Exercise directions:
Copy word for word the part of the Vanitas exhibition text starting with "In the work" and going on through "continuity of life.".

Excerpt:
--

Photo Gallery

Niki de Saint Phalle. Vanitas

Menu di livello

Dal 05/10/2019 al 12/01/2020

Opening: 5 October at 4.30 pm
Organaizer: Comune di Ravenna, MAR Museo d'Arte della città di Ravenna
Entrance MAR: 9€, concession 7€
Opening Hours: Tuesday- Saturday 9 am - 6 pm,  Sunday 11 am - 7 pm -Closed on Monday - Last admission one hour before closing time

Vanitas is the title of the project that displays a large mosaic sculpture depicting a skull, made by Niki de Saint Phalle in 1988 with mirrored glass tiles and palladium leaf while she was working on the sculptures for the Tarot Garden in Garavicchio, Tuscany. The Tarot Garden is an esoteric sculpture garden and a unique artistic project. It was opened to the public in 1998, almost twenty years after the artist began this completely self-financed work, and exhibits twenty-two enormous sculptures in steel and concrete, decorated entirely with mosaics of
mirrors, glass and ceramics and dedicated to the tarot symbols. Niki de Saint Phalle was a highly educated and non-conformist figure and an exponent of Nouveau Réalisme. She dedicated most of her artistic research to the female figure, contrasting stereotypes about gender differences and affirming creative freedom through painting, sculpture and cinema.
In the work exhibited at MAR, Tête de Mort I, Niki de Saint Phalle debases the drama of death through the sculpture’s large size and, ironically, affirms how the end is surpassed by the continuity of life.

--

Excerpted records:
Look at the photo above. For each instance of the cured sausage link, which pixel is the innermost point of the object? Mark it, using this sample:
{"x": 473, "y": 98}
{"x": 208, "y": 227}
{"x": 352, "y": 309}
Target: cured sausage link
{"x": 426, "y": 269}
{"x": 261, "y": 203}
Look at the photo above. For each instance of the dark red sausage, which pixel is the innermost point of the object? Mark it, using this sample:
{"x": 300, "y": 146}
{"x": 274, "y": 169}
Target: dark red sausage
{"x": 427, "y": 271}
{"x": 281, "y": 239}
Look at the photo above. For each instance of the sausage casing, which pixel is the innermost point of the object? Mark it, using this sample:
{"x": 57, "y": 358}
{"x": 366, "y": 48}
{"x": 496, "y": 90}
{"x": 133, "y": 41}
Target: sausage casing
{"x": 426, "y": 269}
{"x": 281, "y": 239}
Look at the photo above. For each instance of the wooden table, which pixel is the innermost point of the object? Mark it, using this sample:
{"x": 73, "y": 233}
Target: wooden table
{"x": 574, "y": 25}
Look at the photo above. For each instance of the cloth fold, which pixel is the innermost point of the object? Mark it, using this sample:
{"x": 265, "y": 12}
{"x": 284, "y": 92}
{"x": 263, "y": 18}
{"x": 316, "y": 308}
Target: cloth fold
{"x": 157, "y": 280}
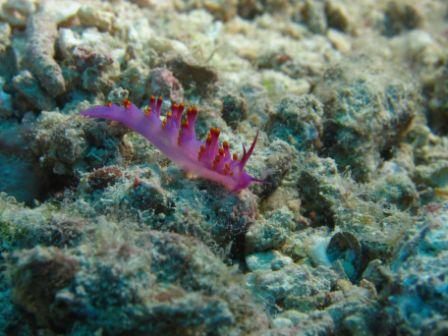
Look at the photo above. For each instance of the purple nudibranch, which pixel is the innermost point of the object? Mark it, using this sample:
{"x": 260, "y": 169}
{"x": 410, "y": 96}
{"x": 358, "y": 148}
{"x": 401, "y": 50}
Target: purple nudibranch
{"x": 176, "y": 138}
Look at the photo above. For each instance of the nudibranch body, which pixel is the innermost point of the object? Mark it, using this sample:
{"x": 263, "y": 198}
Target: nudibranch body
{"x": 176, "y": 138}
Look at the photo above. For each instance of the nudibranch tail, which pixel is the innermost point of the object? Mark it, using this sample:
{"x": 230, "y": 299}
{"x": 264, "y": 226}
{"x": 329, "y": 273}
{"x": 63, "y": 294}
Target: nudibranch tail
{"x": 175, "y": 136}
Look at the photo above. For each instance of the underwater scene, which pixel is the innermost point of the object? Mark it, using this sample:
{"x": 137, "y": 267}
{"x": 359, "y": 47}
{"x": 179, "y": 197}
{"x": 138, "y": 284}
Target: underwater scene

--

Full solution:
In the work exhibited at MAR, Tête de Mort I, Niki de Saint Phalle debases the drama of death through the sculpture’s large size and, ironically, affirms how the end is surpassed by the continuity of life.